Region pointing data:

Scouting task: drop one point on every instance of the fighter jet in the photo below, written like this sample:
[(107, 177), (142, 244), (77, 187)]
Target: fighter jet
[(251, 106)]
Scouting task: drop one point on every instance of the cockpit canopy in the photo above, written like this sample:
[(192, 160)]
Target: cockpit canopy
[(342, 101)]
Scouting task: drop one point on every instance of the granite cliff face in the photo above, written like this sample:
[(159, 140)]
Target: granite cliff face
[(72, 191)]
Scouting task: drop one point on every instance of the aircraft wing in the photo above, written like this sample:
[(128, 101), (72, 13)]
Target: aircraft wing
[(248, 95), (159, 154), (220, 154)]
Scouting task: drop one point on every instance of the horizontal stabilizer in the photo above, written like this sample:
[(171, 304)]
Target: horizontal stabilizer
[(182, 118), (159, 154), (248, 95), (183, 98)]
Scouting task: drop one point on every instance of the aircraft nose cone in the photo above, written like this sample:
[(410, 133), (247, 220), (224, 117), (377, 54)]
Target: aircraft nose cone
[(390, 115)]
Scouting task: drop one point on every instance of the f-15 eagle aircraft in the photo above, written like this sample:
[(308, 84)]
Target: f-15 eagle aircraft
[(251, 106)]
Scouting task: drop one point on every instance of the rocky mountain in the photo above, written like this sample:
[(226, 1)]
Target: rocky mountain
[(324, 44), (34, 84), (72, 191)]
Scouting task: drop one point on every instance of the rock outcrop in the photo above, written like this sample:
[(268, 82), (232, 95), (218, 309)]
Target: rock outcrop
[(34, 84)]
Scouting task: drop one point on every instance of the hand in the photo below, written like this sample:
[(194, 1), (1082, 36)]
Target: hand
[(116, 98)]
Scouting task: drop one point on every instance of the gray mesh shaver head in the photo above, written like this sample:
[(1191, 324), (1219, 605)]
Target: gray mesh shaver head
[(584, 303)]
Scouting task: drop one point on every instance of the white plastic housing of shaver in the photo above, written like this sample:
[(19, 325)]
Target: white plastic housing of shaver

### Problem to solve
Nothing in the records should differ from the original when you retype them.

### Answer area
Scouting task: drop one point on every instance of the fighter jet in the photo below, written like this sample:
[(107, 177), (142, 244), (77, 187)]
Target: fighter jet
[(251, 106)]
Scouting task: drop one point on every instance of the cockpit canopy in the photo above, written like this sample:
[(192, 160)]
Target: cockpit canopy
[(342, 101)]
Scouting task: drop one point on every instance of the granite cliff face in the photo above, written like this sample:
[(159, 140)]
Target: granite cliff face
[(72, 191)]
Scouting task: drop one point on every instance of the aircraft wing in the photo above, written like this sample:
[(128, 101), (72, 13)]
Target: aircraft wing
[(248, 95), (159, 154), (220, 154)]
Scouting task: drop one point on every instance of the horizontal stabilizer in the photo above, written like this sample:
[(171, 304)]
Target: horizontal stabilizer
[(182, 118), (159, 154), (248, 95), (183, 98)]
Scouting task: drop one point on every instance of the aircraft nose cone in the photo above, written like this sample:
[(410, 133), (247, 220), (224, 117), (377, 54)]
Target: aircraft nose cone
[(390, 115)]
Scouting task: drop one point on every instance of the f-15 eagle aircraft in the photo above, written like this sample:
[(308, 84)]
Target: f-15 eagle aircraft
[(251, 106)]
Scouting task: drop one point on every instance of the rocky mountain in the photo above, written like this sample:
[(226, 1)]
Target: rocky mountain
[(324, 44), (34, 84), (72, 191)]
Scouting task: drop one point on every instance of the rock outcrop in the photo above, written like this sample:
[(268, 82), (232, 95), (218, 309)]
Target: rock outcrop
[(34, 84)]
Scouting task: drop one point on every instance of the hand in the photo below, written like this sample:
[(194, 1), (1082, 36)]
Target: hand
[(116, 98)]
Scouting task: drop one point on every instance of the gray mesh shaver head in the photo above, written like this sample:
[(1191, 324), (1219, 605)]
Target: gray mesh shaver head
[(584, 303)]
Scouting task: drop one point on every instance of the white plastic housing of shaver in the photo above, written like this sample:
[(19, 325)]
Target: white plastic housing of shaver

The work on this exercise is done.